Several limitations of these data should be mentioned. First, the questionnaire did not include items on the sexual limitations of the woman’s partner, an important consideration for aging women. Second, the sexual functioning questionnaire was not one of the more newly developed, validated questionnaires.35,47
However, the items were derived from previously published questionnaires and tap the primary domains of sexual functioning assessed by these measures. Third, as is inevitable in longitudinal studies, some participants missed visits or were lost to follow-up, resulting in missing data. The analytic methods used are relatively robust to missing data, and multivariable models incorporated numerous factors strongly associated with the likelihood of data being missing. However, the potential impact of missing data on analysis results should be considered. Future research in this area needs to examine partner limitations more closely and follow women through the early postmenopausal years. This analysis did not consider the possible relation between sexuality and sex steroid levels – a complex question that demands a detailed analysis and will be the subject of future SWAN work.

### WHAT YOU WILL DO:
**1.** Answer these questions from the passage on study limitations:
(a) What consideration for aging women did the questionnaire leave out?
(b) What were the sexual functioning items derived from?
(c) Which possible relation did the analysis not consider?
**2.** Resume the passage on study limitations with a few sentences that follow on from its last one.
The material after this passage comes from a separate source.

### GIVEN RECORDS:
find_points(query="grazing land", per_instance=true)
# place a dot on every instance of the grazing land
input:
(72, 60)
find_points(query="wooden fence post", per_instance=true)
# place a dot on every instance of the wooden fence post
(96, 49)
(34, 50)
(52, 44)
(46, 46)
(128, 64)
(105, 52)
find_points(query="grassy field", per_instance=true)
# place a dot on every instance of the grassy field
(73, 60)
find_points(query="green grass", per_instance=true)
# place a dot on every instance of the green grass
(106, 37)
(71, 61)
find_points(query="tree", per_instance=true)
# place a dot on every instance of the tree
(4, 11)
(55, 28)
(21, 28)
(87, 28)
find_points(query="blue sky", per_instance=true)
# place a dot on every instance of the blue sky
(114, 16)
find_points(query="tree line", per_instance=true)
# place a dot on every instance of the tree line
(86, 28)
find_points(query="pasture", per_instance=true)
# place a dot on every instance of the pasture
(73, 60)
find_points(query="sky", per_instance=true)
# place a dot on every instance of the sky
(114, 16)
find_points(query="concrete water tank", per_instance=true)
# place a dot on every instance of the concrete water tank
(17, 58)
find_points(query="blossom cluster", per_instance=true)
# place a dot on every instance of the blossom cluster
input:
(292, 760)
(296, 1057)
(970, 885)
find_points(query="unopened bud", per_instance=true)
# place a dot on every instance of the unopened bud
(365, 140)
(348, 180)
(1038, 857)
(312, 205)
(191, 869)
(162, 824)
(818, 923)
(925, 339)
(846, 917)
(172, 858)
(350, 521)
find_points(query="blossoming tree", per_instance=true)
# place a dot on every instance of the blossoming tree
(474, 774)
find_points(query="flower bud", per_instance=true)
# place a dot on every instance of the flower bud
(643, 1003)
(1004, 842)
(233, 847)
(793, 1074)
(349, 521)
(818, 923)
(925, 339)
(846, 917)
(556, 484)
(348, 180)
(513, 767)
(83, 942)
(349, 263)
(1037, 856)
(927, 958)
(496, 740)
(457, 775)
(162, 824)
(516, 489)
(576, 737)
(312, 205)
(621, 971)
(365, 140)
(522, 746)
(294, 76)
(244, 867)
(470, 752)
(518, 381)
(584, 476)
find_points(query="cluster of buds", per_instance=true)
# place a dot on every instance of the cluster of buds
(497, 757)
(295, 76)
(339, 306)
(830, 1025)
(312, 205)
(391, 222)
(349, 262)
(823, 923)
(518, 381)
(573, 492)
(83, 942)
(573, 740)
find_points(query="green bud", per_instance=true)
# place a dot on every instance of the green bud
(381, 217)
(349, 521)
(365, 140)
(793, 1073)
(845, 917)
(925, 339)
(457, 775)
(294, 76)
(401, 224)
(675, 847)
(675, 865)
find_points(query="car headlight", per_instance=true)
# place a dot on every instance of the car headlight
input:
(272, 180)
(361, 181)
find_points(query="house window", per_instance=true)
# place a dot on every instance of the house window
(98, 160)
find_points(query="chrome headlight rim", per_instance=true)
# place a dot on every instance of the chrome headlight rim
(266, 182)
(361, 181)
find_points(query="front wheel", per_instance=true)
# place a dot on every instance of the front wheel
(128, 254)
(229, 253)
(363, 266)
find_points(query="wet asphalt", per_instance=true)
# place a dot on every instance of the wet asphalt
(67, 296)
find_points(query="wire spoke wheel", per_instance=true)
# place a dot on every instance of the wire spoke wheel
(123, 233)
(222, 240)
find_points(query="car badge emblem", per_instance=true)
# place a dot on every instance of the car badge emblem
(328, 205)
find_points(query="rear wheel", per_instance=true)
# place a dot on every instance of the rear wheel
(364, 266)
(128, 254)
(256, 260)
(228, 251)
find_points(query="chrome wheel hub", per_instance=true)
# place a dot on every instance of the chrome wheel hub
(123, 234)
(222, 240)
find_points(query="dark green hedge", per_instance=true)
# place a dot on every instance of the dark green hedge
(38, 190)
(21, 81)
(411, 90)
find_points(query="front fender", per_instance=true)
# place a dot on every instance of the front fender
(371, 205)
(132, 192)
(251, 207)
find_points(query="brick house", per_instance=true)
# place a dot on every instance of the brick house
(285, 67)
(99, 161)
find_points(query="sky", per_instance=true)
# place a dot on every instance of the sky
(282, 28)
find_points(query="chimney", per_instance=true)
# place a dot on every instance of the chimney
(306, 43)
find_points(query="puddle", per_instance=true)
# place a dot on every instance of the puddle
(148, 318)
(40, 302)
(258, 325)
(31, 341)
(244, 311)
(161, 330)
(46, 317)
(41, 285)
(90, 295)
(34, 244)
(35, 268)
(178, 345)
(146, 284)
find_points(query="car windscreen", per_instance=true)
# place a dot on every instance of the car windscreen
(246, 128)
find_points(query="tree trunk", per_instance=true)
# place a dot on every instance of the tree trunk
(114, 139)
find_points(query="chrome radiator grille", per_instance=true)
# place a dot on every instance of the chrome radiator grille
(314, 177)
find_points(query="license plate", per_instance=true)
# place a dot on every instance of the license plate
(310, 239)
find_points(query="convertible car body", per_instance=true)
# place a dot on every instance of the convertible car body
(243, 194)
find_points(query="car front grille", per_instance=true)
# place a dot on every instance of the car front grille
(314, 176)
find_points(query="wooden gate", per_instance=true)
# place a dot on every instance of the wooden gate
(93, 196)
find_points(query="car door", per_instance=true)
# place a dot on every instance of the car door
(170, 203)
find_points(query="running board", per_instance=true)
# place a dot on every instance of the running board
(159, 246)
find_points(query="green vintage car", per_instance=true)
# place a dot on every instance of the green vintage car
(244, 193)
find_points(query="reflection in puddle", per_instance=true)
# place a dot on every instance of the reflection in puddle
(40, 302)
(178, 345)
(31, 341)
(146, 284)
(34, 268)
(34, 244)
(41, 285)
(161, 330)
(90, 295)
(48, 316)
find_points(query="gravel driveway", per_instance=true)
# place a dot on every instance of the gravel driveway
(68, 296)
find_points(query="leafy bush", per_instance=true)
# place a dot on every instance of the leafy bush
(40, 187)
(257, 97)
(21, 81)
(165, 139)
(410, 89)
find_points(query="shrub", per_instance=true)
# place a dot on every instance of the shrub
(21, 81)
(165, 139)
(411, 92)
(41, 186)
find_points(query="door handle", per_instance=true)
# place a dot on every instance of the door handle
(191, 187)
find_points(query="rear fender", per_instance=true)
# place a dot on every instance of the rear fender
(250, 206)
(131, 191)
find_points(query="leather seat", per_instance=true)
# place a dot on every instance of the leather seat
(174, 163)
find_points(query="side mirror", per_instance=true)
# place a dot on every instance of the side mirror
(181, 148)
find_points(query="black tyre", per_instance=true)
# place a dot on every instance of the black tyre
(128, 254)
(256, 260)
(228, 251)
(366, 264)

### SOLVED PROBLEMS:
**1.**
(a) Items on the sexual limitations of the woman's partner.
(b) Previously published questionnaires.
(c) The relation between sexuality and sex steroid levels.

**2.**
These results from SWAN have clinical relevance. Therapy to prevent menopause transition-associated vaginal pain may help slow or prevent subsequent/simultaneous declines in sexual desire. The strong associations of psychological status, physical health, and social factors with sexual function underscore the clinical imperative to explore and address these factors when discussing women’s concerns regarding sexual dysfunction. The very strong association of the importance of sex with all domains of sexual function suggests that asking patients about the importance of sex may be a cornerstone of the management of the sexual concerns of midlife women.